**Requirements**. Reproduce the data that follows in its entirety, character for character.

**Supplied material**.

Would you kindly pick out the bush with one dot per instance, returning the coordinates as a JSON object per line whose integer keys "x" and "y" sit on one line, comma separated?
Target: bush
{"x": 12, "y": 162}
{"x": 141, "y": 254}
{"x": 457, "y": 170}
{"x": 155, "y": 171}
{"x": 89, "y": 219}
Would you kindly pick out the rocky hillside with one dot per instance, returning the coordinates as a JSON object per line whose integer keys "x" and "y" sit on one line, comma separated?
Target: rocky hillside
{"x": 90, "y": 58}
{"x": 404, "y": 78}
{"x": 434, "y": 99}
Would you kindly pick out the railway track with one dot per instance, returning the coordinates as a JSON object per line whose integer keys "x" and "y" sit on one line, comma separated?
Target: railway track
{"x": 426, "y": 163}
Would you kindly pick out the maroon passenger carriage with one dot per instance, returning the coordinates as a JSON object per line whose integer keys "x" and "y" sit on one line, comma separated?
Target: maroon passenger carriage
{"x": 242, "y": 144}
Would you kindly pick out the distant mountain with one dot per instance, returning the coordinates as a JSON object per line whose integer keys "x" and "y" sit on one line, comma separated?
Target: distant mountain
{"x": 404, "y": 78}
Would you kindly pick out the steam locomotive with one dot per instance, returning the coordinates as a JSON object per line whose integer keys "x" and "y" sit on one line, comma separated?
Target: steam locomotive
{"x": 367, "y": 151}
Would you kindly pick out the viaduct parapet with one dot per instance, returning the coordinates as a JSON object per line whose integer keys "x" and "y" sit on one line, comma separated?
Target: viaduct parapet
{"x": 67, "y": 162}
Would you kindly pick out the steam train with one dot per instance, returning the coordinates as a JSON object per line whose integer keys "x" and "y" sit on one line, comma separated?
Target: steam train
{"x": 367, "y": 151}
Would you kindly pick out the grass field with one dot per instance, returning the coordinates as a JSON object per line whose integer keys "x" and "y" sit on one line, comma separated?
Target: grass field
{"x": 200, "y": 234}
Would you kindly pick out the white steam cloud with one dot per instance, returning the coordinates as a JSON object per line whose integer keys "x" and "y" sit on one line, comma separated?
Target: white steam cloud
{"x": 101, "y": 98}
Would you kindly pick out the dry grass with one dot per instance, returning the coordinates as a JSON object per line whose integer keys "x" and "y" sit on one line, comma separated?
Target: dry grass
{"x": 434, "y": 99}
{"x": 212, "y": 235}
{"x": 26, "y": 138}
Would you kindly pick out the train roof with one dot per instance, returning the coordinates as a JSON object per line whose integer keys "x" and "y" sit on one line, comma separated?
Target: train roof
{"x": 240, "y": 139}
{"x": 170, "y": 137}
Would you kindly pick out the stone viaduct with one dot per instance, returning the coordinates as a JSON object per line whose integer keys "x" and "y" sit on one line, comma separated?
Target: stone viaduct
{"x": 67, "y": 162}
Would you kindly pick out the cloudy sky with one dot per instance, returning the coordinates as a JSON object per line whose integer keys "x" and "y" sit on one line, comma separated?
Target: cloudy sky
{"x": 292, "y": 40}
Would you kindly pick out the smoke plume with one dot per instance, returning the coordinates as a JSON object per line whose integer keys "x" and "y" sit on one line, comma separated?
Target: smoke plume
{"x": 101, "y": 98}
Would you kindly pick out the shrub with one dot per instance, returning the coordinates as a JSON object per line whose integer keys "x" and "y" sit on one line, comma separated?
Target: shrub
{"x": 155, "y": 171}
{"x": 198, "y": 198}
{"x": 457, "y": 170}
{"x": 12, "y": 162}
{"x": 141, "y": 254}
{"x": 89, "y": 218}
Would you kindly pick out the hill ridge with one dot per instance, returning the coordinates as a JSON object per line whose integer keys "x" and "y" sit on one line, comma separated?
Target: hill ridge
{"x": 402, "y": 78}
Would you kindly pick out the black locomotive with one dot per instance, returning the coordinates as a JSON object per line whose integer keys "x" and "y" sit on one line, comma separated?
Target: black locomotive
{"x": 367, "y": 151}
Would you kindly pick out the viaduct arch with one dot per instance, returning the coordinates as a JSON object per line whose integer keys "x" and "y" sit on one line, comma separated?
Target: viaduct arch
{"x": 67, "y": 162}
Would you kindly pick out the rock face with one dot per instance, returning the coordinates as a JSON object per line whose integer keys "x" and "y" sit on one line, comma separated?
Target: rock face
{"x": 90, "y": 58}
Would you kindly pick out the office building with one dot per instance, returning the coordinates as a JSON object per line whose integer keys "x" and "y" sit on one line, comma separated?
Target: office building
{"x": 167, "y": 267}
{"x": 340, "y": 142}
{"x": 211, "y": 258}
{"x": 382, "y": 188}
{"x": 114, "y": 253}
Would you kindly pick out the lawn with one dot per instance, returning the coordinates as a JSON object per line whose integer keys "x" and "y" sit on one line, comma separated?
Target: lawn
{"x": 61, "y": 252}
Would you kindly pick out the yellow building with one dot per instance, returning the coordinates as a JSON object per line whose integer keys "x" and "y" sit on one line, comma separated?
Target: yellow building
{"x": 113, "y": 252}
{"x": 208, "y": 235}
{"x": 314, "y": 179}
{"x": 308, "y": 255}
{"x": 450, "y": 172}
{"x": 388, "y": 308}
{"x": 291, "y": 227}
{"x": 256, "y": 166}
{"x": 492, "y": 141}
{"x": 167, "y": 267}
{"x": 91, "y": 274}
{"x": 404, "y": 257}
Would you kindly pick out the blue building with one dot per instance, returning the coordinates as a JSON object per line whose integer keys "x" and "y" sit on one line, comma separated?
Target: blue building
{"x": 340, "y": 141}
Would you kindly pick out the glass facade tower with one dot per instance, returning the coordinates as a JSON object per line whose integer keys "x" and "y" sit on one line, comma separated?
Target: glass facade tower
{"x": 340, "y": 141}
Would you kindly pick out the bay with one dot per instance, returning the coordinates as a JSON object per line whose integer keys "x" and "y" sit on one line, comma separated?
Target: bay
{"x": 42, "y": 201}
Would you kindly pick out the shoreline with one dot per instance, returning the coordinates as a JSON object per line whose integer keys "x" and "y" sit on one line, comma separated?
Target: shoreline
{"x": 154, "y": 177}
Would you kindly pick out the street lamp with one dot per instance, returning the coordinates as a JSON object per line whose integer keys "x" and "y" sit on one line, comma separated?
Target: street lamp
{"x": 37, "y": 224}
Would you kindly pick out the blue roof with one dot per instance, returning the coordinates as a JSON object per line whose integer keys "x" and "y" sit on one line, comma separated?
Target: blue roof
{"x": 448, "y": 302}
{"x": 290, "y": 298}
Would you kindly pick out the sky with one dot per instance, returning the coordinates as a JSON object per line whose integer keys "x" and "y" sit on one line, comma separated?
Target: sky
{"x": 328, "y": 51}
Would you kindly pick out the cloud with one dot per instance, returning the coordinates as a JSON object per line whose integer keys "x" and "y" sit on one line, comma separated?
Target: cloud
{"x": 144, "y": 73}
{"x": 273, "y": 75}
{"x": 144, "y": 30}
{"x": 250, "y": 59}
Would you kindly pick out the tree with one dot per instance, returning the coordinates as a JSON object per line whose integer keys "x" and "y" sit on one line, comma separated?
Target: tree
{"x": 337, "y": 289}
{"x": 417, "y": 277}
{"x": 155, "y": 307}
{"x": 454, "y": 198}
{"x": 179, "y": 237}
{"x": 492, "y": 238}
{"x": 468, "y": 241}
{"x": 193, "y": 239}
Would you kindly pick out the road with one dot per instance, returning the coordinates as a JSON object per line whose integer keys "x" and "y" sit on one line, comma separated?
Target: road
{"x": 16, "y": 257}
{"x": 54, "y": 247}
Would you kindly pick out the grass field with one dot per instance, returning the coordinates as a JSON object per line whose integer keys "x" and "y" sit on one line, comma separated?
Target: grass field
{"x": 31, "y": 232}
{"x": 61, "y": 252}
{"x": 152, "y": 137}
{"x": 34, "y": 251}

**Response to the exercise**.
Would you kindly pick out the bush with one dot per instance, returning the coordinates as a JSON object per line whose integer keys "x" and "y" sit on one line, comma separated?
Target: bush
{"x": 12, "y": 162}
{"x": 141, "y": 254}
{"x": 457, "y": 170}
{"x": 155, "y": 171}
{"x": 89, "y": 219}
Would you kindly pick out the rocky hillside with one dot per instance, returning the coordinates as a JSON object per line whose integer keys "x" and "y" sit on one line, comma separated?
Target: rocky hillside
{"x": 90, "y": 58}
{"x": 404, "y": 78}
{"x": 434, "y": 99}
Would you kindly pick out the railway track with one dot per instance, returning the coordinates as a JSON object per line whose integer keys "x" and "y" sit on one line, comma separated?
Target: railway track
{"x": 426, "y": 163}
Would you kindly pick out the maroon passenger carriage with one dot per instance, returning the coordinates as a JSON object per line whose integer keys "x" and "y" sit on one line, comma separated?
Target: maroon passenger carriage
{"x": 242, "y": 144}
Would you kindly pick out the distant mountain with one dot per instance, returning the coordinates as a JSON object per line whose integer keys "x" and "y" sit on one line, comma separated?
Target: distant mountain
{"x": 404, "y": 78}
Would you kindly pick out the steam locomotive with one dot per instance, returning the coordinates as a JSON object per line whose integer keys "x" and "y" sit on one line, comma separated?
Target: steam locomotive
{"x": 367, "y": 151}
Would you kindly pick out the viaduct parapet with one dot per instance, returning the coordinates as a JSON object per line whose integer keys "x" and "y" sit on one line, comma separated?
Target: viaduct parapet
{"x": 67, "y": 162}
Would you kindly pick out the steam train with one dot per instance, returning the coordinates as a JSON object per line whose integer keys "x" and "y" sit on one line, comma separated?
Target: steam train
{"x": 367, "y": 151}
Would you kindly pick out the grass field with one dot per instance, returning the coordinates as a JSON object per line whose integer keys "x" and "y" sit on one line, comma separated?
Target: grass field
{"x": 200, "y": 234}
Would you kindly pick out the white steam cloud with one dot per instance, returning the coordinates as a JSON object per line whose integer keys "x" and "y" sit on one line, comma separated?
Target: white steam cloud
{"x": 101, "y": 98}
Would you kindly pick out the dry grass with one dot per instance, returning the coordinates as a JSON object per line whose integer keys "x" and "y" sit on one line, comma separated?
Target: dry grass
{"x": 434, "y": 99}
{"x": 212, "y": 235}
{"x": 26, "y": 138}
Would you kindly pick out the train roof with one dot per instance, returning the coordinates as a JSON object per line whose integer keys "x" and "y" sit on one line, comma separated?
Target: train roof
{"x": 240, "y": 139}
{"x": 170, "y": 137}
Would you kindly pick out the stone viaduct with one dot per instance, returning the coordinates as a JSON object per line whose integer keys "x" and "y" sit on one line, comma separated?
Target: stone viaduct
{"x": 67, "y": 162}
Would you kindly pick out the cloudy sky with one dot per instance, returning the coordinates as a JSON object per line whose integer keys "x" and "y" sit on one line, comma separated?
Target: cloudy sky
{"x": 292, "y": 40}
Would you kindly pick out the smoke plume with one dot per instance, returning the coordinates as a JSON object per line whose integer keys "x" and "y" sit on one line, comma separated?
Target: smoke plume
{"x": 101, "y": 98}
Would you kindly pick out the shrub with one dot per instance, returning the coordinates as a JSON object per line whose integer keys "x" and "y" sit on one line, comma separated?
Target: shrub
{"x": 155, "y": 171}
{"x": 198, "y": 198}
{"x": 457, "y": 170}
{"x": 12, "y": 162}
{"x": 141, "y": 254}
{"x": 89, "y": 218}
Would you kindly pick out the hill ridge with one dot per instance, returning the coordinates as a JSON object per line whose integer keys "x" and "y" sit on one line, comma separated?
Target: hill ridge
{"x": 402, "y": 78}
Would you kindly pick out the black locomotive with one dot per instance, returning the coordinates as a JSON object per line whose integer keys "x" and "y" sit on one line, comma separated?
Target: black locomotive
{"x": 367, "y": 151}
Would you kindly pick out the viaduct arch with one dot per instance, returning the coordinates as a JSON object per line whose integer keys "x" and "y" sit on one line, comma separated?
Target: viaduct arch
{"x": 67, "y": 162}
Would you kindly pick out the rock face with one dot per instance, returning the coordinates as a JSON object per line whose integer keys "x" and "y" sit on one line, comma separated?
Target: rock face
{"x": 90, "y": 58}
Would you kindly pick out the office building with one dot per instance, returning the coordinates as a JSON object per line whose integer keys "x" and "y" sit on one line, comma separated?
Target: office building
{"x": 167, "y": 267}
{"x": 340, "y": 142}
{"x": 211, "y": 258}
{"x": 382, "y": 188}
{"x": 114, "y": 253}
Would you kindly pick out the lawn with one dot per instance, returning the coordinates as a JSON object per line whose integer keys "x" and "y" sit on one line, comma separated?
Target: lawn
{"x": 61, "y": 252}
Would you kindly pick out the yellow building with one dot per instance, returning the coordinates as a JSON object per line whose integer keys "x" and "y" sit on one line, comma separated?
Target: yellow building
{"x": 113, "y": 252}
{"x": 208, "y": 235}
{"x": 314, "y": 179}
{"x": 308, "y": 255}
{"x": 450, "y": 172}
{"x": 388, "y": 308}
{"x": 291, "y": 227}
{"x": 256, "y": 166}
{"x": 492, "y": 141}
{"x": 167, "y": 267}
{"x": 91, "y": 274}
{"x": 404, "y": 257}
Would you kindly pick out the blue building with one dot per instance, returning the coordinates as a JSON object per line whose integer keys "x" and "y" sit on one line, comma separated?
Target: blue building
{"x": 340, "y": 141}
Would you kindly pick out the glass facade tower with one dot per instance, returning the coordinates as a JSON object per line whose integer keys "x" and "y" sit on one line, comma separated?
Target: glass facade tower
{"x": 340, "y": 141}
Would you kindly pick out the bay with one dot per instance, returning the coordinates as a JSON object per line whose integer keys "x" and "y" sit on one line, comma separated?
Target: bay
{"x": 42, "y": 201}
Would you kindly pick out the shoreline with one dot per instance, returning the coordinates as a JSON object per line whose integer keys "x" and "y" sit on one line, comma separated?
Target: shoreline
{"x": 154, "y": 177}
Would you kindly pick out the street lamp with one dot per instance, returning the coordinates as a JSON object per line whose integer keys "x" and "y" sit on one line, comma separated?
Target: street lamp
{"x": 37, "y": 224}
Would you kindly pick out the blue roof with one dot per instance, returning the coordinates as a JSON object per line whose integer keys "x" and "y" sit on one line, comma separated?
Target: blue roof
{"x": 448, "y": 302}
{"x": 290, "y": 298}
Would you kindly pick out the sky with one dot per instance, returning the coordinates as a JSON object per line whose integer keys "x" and "y" sit on one line, comma separated?
Target: sky
{"x": 328, "y": 51}
Would you kindly pick out the cloud with one dot per instance, returning the coordinates as a JSON object per line whose integer keys "x" and "y" sit on one line, comma separated?
Target: cloud
{"x": 144, "y": 73}
{"x": 273, "y": 75}
{"x": 144, "y": 30}
{"x": 250, "y": 59}
Would you kindly pick out the tree with one dot per instance, returning the coordinates as a JSON object per line whose integer keys "x" and "y" sit on one line, comma separated?
Target: tree
{"x": 337, "y": 289}
{"x": 417, "y": 277}
{"x": 155, "y": 307}
{"x": 454, "y": 198}
{"x": 179, "y": 237}
{"x": 492, "y": 238}
{"x": 468, "y": 241}
{"x": 193, "y": 239}
Would you kindly pick out the road with one dot per instance, returning the coordinates as a JSON object per line whose integer keys "x" and "y" sit on one line, comma separated?
Target: road
{"x": 16, "y": 257}
{"x": 54, "y": 247}
Would you kindly pick out the grass field with one dot per instance, returning the coordinates as a JSON object per line whose integer keys "x" and "y" sit on one line, comma separated?
Target: grass field
{"x": 31, "y": 232}
{"x": 61, "y": 252}
{"x": 152, "y": 137}
{"x": 34, "y": 251}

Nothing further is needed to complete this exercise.